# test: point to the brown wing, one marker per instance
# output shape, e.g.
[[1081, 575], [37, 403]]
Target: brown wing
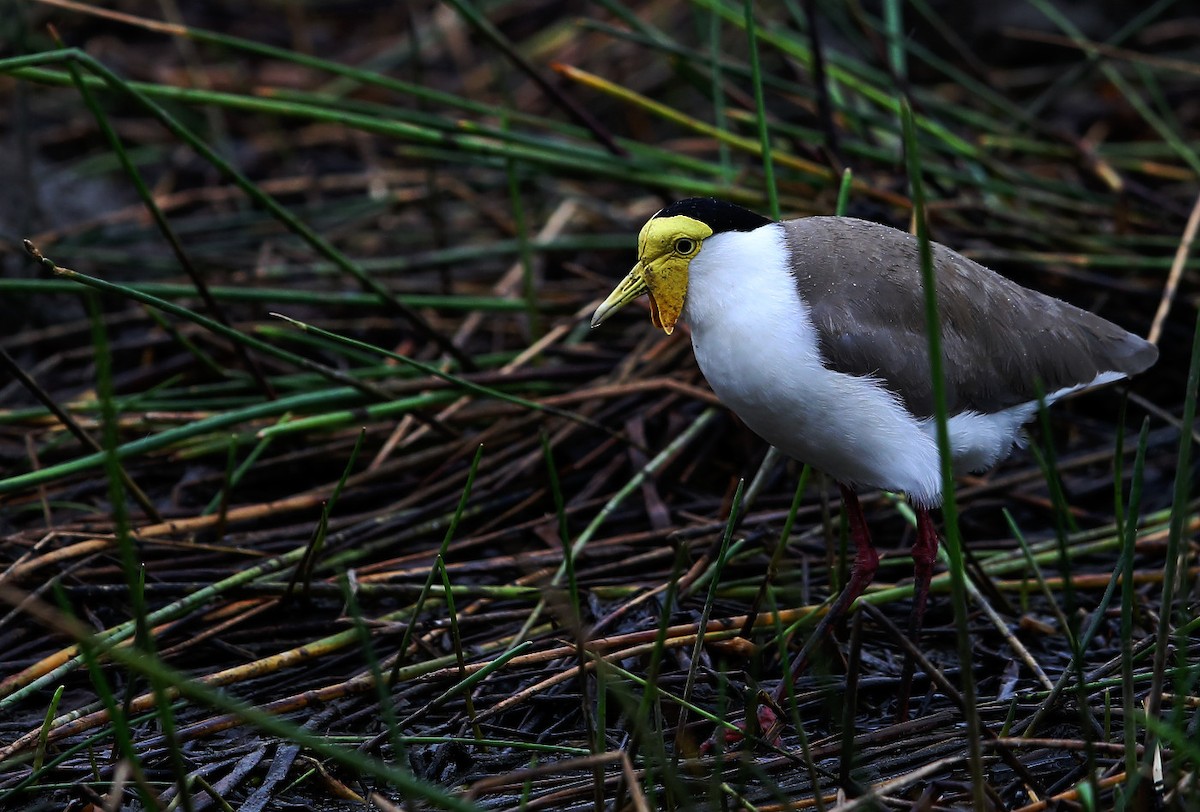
[[862, 282]]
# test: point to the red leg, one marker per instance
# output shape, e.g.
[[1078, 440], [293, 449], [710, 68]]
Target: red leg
[[924, 554], [867, 561]]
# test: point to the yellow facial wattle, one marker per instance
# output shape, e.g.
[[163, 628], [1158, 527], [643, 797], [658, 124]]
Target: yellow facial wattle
[[665, 250]]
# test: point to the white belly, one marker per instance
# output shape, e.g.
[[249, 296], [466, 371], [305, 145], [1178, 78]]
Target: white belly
[[761, 359]]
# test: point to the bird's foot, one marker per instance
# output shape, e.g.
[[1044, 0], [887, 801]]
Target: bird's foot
[[769, 727]]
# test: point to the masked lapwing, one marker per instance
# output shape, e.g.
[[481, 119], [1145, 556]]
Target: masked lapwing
[[813, 331]]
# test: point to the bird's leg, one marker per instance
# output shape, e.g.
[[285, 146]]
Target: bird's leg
[[867, 561], [924, 554]]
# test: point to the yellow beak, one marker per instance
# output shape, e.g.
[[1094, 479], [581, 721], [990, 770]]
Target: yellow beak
[[630, 288], [665, 281]]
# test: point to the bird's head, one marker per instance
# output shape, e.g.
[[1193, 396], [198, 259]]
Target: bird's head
[[665, 248], [667, 245]]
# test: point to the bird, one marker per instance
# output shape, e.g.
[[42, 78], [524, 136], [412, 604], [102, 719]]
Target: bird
[[813, 331]]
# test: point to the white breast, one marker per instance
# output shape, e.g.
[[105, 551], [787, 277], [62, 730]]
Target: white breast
[[756, 346]]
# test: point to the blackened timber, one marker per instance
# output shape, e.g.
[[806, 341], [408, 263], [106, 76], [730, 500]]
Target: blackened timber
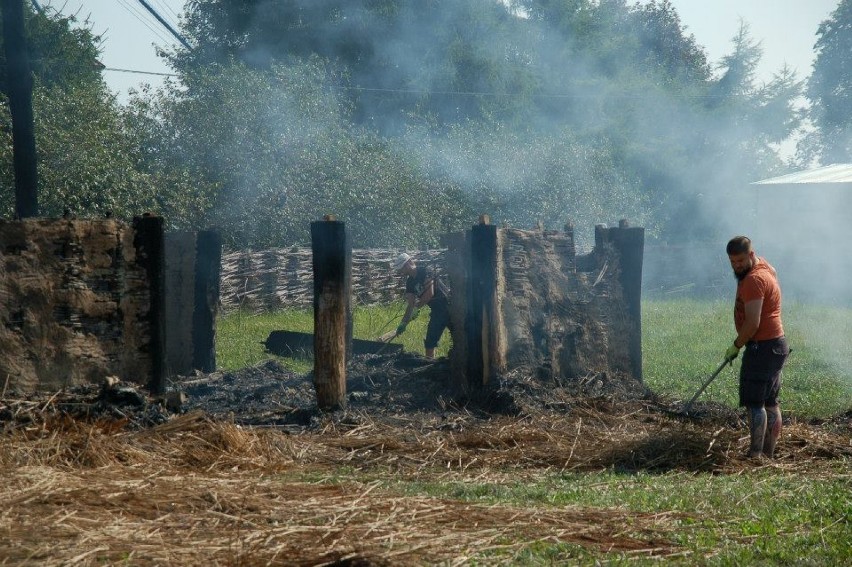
[[481, 310], [630, 242], [332, 269], [208, 265], [19, 87], [149, 244]]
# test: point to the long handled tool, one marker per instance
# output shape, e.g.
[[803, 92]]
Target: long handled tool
[[706, 383]]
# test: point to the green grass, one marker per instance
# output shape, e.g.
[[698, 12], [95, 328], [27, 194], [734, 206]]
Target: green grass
[[684, 340], [240, 336], [766, 516]]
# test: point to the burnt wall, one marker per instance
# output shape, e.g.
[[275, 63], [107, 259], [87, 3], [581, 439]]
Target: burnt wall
[[192, 271], [566, 316], [80, 300]]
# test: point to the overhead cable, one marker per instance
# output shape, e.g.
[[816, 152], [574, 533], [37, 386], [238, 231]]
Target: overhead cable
[[165, 24]]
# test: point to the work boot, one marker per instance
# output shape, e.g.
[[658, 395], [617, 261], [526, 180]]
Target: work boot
[[773, 431], [757, 430]]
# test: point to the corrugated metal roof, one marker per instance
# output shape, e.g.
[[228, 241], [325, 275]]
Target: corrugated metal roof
[[835, 173]]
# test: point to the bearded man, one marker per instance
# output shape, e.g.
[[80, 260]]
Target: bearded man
[[757, 319]]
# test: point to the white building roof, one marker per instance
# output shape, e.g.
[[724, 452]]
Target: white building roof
[[835, 173]]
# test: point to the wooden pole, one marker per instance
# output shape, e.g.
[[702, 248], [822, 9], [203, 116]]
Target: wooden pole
[[19, 84], [150, 252], [208, 265], [630, 242], [481, 304], [332, 266]]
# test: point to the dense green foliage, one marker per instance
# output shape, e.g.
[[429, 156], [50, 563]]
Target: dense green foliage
[[830, 91], [408, 119], [87, 161]]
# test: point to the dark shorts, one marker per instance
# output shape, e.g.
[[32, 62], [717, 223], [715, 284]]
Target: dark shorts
[[439, 319], [760, 372]]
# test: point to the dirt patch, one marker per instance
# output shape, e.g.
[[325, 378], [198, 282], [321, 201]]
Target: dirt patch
[[249, 473]]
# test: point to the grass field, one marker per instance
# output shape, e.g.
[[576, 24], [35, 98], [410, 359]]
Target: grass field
[[768, 515], [683, 343], [618, 484]]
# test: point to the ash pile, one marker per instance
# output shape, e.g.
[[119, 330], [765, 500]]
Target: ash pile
[[390, 386]]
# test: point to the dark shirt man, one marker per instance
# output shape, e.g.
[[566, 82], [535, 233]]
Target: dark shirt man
[[423, 288], [757, 319]]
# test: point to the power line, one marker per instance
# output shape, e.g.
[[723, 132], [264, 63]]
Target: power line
[[163, 5], [165, 24], [140, 72], [142, 19]]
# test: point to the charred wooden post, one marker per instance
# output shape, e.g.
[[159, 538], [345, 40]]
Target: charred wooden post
[[150, 250], [19, 83], [630, 243], [208, 265], [179, 301], [481, 326], [332, 268]]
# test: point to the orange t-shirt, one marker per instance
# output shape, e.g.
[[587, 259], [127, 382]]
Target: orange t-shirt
[[761, 283]]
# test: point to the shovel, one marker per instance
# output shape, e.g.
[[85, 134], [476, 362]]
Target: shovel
[[688, 406]]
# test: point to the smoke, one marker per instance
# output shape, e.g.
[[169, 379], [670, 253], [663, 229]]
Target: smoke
[[533, 121]]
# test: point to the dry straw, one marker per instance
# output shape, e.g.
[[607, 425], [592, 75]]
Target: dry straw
[[194, 491]]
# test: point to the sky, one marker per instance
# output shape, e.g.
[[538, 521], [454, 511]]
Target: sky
[[785, 28]]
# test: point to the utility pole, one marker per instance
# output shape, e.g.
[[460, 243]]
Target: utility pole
[[20, 87], [165, 24]]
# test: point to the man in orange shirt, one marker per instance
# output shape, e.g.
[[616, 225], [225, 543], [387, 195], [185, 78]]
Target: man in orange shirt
[[757, 318]]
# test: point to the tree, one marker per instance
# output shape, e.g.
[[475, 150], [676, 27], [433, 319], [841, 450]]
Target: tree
[[269, 151], [829, 90], [448, 60], [86, 161]]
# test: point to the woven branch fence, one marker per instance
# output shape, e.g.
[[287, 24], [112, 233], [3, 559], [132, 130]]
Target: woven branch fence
[[279, 278]]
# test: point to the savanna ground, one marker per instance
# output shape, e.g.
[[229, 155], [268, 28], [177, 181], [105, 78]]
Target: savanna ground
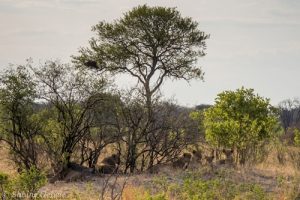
[[276, 177]]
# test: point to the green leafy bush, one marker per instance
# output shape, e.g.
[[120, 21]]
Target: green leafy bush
[[30, 181]]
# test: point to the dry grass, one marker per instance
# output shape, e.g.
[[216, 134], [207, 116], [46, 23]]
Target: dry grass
[[279, 175]]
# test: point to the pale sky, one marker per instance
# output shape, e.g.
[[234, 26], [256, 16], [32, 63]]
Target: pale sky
[[253, 43]]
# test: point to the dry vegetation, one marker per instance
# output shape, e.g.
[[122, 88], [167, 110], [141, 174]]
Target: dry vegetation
[[278, 175]]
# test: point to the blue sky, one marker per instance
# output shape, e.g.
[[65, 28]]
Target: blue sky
[[253, 43]]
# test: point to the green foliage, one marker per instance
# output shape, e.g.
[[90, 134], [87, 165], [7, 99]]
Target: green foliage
[[30, 181], [297, 137], [17, 128], [147, 41], [239, 119]]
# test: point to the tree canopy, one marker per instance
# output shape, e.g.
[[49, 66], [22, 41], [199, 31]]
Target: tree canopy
[[238, 119], [149, 43]]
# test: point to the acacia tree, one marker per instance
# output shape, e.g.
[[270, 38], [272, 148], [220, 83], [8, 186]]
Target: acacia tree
[[19, 128], [151, 44], [239, 120]]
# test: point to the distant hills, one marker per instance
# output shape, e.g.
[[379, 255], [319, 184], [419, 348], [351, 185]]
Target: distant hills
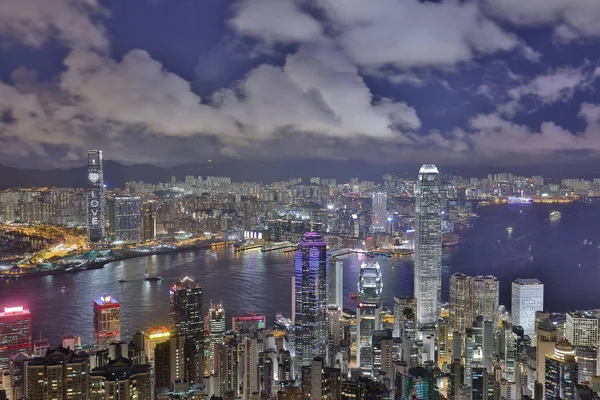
[[116, 174]]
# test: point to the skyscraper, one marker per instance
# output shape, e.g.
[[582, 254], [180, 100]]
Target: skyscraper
[[216, 320], [128, 219], [561, 372], [186, 315], [379, 214], [95, 197], [428, 248], [368, 313], [107, 321], [15, 333], [311, 299], [527, 298]]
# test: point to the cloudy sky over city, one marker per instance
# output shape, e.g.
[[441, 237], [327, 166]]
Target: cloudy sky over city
[[490, 82]]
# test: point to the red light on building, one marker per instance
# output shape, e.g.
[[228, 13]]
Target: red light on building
[[107, 321], [15, 333]]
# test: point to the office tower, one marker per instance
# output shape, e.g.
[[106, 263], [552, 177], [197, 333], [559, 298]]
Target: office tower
[[336, 284], [61, 374], [107, 321], [149, 220], [128, 219], [187, 316], [95, 197], [547, 336], [121, 379], [320, 382], [383, 352], [379, 214], [471, 297], [368, 313], [15, 333], [428, 247], [216, 320], [311, 299], [16, 368], [581, 328], [249, 323], [175, 361], [561, 372], [527, 298], [154, 337]]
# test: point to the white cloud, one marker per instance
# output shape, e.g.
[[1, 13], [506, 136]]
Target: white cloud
[[571, 19], [33, 22], [274, 21]]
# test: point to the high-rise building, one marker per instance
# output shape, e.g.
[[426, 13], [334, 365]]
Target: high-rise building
[[216, 320], [582, 328], [95, 197], [107, 321], [379, 214], [61, 374], [336, 284], [154, 337], [310, 293], [368, 313], [561, 372], [149, 220], [428, 248], [128, 219], [187, 317], [472, 297], [121, 379], [527, 298], [547, 336], [15, 333]]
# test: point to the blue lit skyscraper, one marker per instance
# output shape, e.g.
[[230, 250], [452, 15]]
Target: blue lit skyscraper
[[428, 246], [310, 299]]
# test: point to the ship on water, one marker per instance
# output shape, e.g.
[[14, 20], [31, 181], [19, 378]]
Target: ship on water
[[555, 216]]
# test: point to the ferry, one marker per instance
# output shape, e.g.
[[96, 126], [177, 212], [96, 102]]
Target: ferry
[[555, 216], [520, 200]]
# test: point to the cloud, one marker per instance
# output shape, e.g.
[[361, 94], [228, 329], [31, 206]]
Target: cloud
[[318, 90], [275, 21], [557, 85], [33, 22], [570, 19]]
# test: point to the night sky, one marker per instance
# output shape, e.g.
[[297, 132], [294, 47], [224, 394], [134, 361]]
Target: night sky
[[481, 82]]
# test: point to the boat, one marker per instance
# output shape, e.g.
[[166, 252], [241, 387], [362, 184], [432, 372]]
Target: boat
[[152, 278]]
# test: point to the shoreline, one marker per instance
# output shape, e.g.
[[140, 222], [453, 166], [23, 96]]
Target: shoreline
[[100, 264]]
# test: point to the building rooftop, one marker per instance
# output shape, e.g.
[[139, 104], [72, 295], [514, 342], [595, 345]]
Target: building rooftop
[[428, 169]]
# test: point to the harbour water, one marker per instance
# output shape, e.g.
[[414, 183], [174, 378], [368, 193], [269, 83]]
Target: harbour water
[[565, 256]]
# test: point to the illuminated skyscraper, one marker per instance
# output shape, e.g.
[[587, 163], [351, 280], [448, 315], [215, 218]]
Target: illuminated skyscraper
[[561, 372], [128, 219], [527, 298], [187, 317], [149, 220], [107, 321], [95, 197], [311, 299], [379, 214], [216, 318], [15, 333], [428, 247], [368, 313]]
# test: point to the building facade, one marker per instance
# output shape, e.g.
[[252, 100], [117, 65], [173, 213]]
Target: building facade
[[428, 246], [310, 294], [527, 298]]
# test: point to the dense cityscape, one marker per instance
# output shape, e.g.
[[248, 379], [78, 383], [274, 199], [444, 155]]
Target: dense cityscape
[[465, 346]]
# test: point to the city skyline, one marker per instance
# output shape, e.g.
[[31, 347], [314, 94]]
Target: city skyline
[[488, 86]]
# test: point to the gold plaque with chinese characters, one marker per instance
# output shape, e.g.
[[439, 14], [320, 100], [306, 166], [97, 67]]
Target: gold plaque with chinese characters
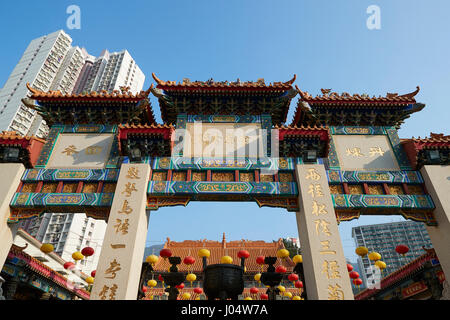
[[211, 140], [363, 152], [87, 151]]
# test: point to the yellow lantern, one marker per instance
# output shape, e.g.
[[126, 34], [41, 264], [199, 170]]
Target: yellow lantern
[[380, 264], [226, 260], [298, 259], [281, 288], [191, 278], [152, 259], [204, 253], [77, 256], [374, 256], [282, 253], [47, 248], [186, 296], [152, 283], [361, 251]]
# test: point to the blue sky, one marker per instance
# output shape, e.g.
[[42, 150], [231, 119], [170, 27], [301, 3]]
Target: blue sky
[[326, 43]]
#####
EXERCISE
Reproduce word for word, with pictures dropped, only the part of the material above that opens with the line containing "Target: dry vegetation" and closes with the line containing "[[106, 263], [552, 177], [197, 333], [559, 298]]".

YOUR RESPONSE
Target: dry vegetation
[[278, 175]]
# test: point to the blue sky, one marker per instance
# output shape, e.g.
[[65, 28]]
Target: blue sky
[[253, 43]]
# test: point to the green foliage, one marker per instance
# output shape, e.g.
[[90, 134], [87, 165], [7, 99]]
Target: green foliage
[[30, 181], [297, 137], [17, 128], [147, 41], [239, 119]]
# test: point to the tree canopy, one marker per instance
# output shape, e.g.
[[49, 66], [22, 41], [199, 31]]
Target: tree canopy
[[238, 119], [149, 43]]
# test: point to the acacia tree, one marker per instance
# output shape, e.g.
[[270, 38], [272, 148], [220, 83], [8, 186]]
Target: acacia tree
[[19, 128], [151, 44], [239, 120]]
# test: point to the distant hills, one marker per instance
# output shape, e.g.
[[379, 255], [319, 184], [419, 348], [351, 185]]
Target: distant hills
[[116, 174]]
# test: point to the skyscraper, one marker per instance
# output shape, e.g.
[[582, 254], [180, 100]]
Target: skyscraper
[[216, 320], [128, 219], [561, 372], [186, 315], [379, 214], [95, 197], [428, 248], [368, 313], [107, 321], [15, 333], [311, 299], [527, 298]]
# test: point to the cloudy sky over city, one marker per instance
# output shape, e.g.
[[441, 237], [327, 166]]
Target: cloudy sky over city
[[490, 82]]
# test: point to the red light on building, one marker per instance
# output shape, e.g.
[[228, 13]]
Target: red light on building
[[107, 321], [15, 333]]
# test: point to the office tower, one marker per instance
# output shape, e.g.
[[106, 263], [552, 177], [197, 333], [559, 298]]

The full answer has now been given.